[Exercise A]: Copy these records word for word, beginning at the line that contains "Practice. Find the yellow" and continuing through the final line of the records.
-- Begin Excerpted text --
On 2021/9/2 16:50, Richard Biener wrote:
> On Thu, 2 Sep 2021, Richard Biener wrote:
>
>> On Thu, 2 Sep 2021, Xionghu Luo wrote:
>>
>>>
>>>
>>> On 2021/9/1 17:58, Richard Biener wrote:
>>>> This fixes the CFG walk order of fill_always_executed_in to use
>>>> RPO oder rather than the dominator based order computed by
>>>> get_loop_body_in_dom_order. That fixes correctness issues with
>>>> unordered dominator children.
>>>>
>>>> The RPO order computed by rev_post_order_and_mark_dfs_back_seme in
>>>> its for-iteration mode is a good match for the algorithm.
>>>>
>>>> Xionghu, I've tried to only fix the CFG walk order issue and not
>>>> change anything else with this so we have a more correct base
>>>> to work against. The code still walks inner loop bodies
>>>> up to loop depth times and thus is quadratic in the loop depth.
>>>>
>>>> Bootstrapped and tested on x86_64-unknown-linux-gnu, if you don't
>>>> have any comments I plan to push this and then revisit what we
>>>> were circling around.
>>>
>>> LGTM, thanks.
>>
>> I pushed it, thought again in the attempt to build a testcase and
>> concluded I was wrong with the appearant mishandling of
>> contains_call - get_loop_body_in_dom_order seems to be exactly
>> correct for this specific case. So I reverted the commit again.
>
> And I figured what the
>
> /* In a loop that is always entered we may proceed anyway.
> But record that we entered it and stop once we leave it.
> */
>
> comment was about. The code was present before the fix for PR78185
> and it was supposed to catch the case where the entered inner loop
> is not finite. Just as the testcase from PR78185 shows the
> stopping was done too late when the exit block was already marked
> as to be always executed. A simpler fix for PR78185 would have been
> to move
>
> if (!flow_bb_inside_loop_p (inn_loop, bb))
-- End Excerpted text --
[Exercise B]: In the patch discussion, why was the commit reverted after it had been pushed?
-- Begin Input data --
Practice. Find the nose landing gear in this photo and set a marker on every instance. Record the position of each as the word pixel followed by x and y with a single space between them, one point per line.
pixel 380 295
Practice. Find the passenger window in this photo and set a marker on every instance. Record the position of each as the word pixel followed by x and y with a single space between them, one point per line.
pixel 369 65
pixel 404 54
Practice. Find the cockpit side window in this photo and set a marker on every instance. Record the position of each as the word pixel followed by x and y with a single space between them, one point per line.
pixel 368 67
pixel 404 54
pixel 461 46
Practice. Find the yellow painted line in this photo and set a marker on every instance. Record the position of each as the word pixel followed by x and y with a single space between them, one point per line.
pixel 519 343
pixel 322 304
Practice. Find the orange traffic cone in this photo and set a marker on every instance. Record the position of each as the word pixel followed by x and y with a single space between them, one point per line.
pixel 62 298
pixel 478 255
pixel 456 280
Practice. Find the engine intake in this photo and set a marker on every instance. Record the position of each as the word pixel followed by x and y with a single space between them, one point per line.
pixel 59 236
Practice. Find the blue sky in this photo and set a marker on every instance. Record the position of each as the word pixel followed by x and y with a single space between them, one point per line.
-- End Input data --
[Full response A]:
Practice. Find the yellow painted line in this photo and set a marker on every instance. Record the position of each as the word pixel followed by x and y with a single space between them, one point per line.
pixel 519 343
pixel 322 304
Practice. Find the orange traffic cone in this photo and set a marker on every instance. Record the position of each as the word pixel followed by x and y with a single space between them, one point per line.
pixel 62 298
pixel 478 255
pixel 456 280
Practice. Find the engine intake in this photo and set a marker on every instance. Record the position of each as the word pixel followed by x and y with a single space between them, one point per line.
pixel 59 236
Practice. Find the blue sky in this photo and set a marker on every instance. Record the position of each as the word pixel followed by x and y with a single space between them, one point per line.

[Full response B]: While trying to build a testcase, Richard Biener concluded that he had been wrong about the apparent mishandling of contains_call. He found that get_loop_body_in_dom_order seemed to be exactly correct for that specific case, so he reverted the commit.